- [WORKING DATA]
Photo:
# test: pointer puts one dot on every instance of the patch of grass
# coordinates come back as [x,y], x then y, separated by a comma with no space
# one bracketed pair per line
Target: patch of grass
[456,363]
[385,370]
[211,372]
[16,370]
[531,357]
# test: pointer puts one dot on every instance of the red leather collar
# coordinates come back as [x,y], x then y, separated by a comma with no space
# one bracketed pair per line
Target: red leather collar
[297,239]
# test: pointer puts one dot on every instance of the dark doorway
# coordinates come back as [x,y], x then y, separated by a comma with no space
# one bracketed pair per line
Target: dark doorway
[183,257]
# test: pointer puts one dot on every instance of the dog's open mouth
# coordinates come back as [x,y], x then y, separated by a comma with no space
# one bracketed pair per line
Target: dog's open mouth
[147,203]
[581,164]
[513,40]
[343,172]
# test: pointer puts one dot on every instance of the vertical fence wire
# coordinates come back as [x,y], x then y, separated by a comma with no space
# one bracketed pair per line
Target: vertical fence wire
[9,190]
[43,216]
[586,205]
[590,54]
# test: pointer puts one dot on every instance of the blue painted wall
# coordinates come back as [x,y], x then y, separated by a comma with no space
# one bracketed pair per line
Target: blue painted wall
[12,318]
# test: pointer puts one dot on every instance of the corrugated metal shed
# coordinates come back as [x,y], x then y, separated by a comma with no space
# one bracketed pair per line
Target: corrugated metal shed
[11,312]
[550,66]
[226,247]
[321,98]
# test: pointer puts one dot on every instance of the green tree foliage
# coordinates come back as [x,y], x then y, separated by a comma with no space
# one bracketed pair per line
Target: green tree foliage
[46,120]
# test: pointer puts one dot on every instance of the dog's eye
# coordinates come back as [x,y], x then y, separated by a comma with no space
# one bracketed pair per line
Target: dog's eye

- [TASK OBJECTIVE] Produce an exact copy of all the records.

- [SOLUTION]
Photo:
# test: pointer puts one dot on every instance of the patch of grass
# coordinates come back as [x,y], x then y, separated by a comma with no space
# one bracketed pair per line
Target: patch of grass
[456,363]
[385,370]
[211,372]
[16,370]
[531,357]
# test: pointer puts one dot on every instance of the red leather collar
# coordinates come back as [x,y], x then y, separated by a comma with no space
# one bracketed pair per line
Target: red leather collar
[297,239]
# test: pointer puts one dot on every instance of the dark doorway
# coordinates come back as [x,y], x then y, separated by a comma with no space
# one bracketed pair per line
Target: dark doorway
[183,257]
# test: pointer puts one dot on every instance of the dog's open mouth
# coordinates come back as [x,y], x then y, separated by a comma with no space
# one bracketed pair per line
Target: dog's open mouth
[147,203]
[581,164]
[513,40]
[343,172]
# test: pointer puts one dot on every instance of the vertical fence wire
# coordinates come back as [x,y], x then y, separated by a comma with no space
# one bracketed pair per line
Target: vertical fence wire
[9,190]
[43,216]
[586,205]
[590,54]
# test: pointer puts one dot on every instance of the blue painted wall
# coordinates come back as [x,y], x then y, separated by a comma with no space
# one bracketed pair per line
Target: blue painted wall
[12,318]
# test: pointer puts one dot on every instance of the corrugated metal shed
# coordinates come back as [x,y], x then y, separated by a comma with no space
# one bracketed pair per line
Target: corrugated metal shed
[11,312]
[550,66]
[226,247]
[321,98]
# test: pointer puts one dot on every instance of the green tree foliage
# coordinates come back as [x,y], x then y, separated by a comma with no space
# one bracketed pair per line
Target: green tree foliage
[46,120]
# test: pointer puts one dot on every instance of the dog's eye
# coordinates come back as [x,y], x then y, separated by a comma with no space
# one bracketed pair per line
Target: dog's eye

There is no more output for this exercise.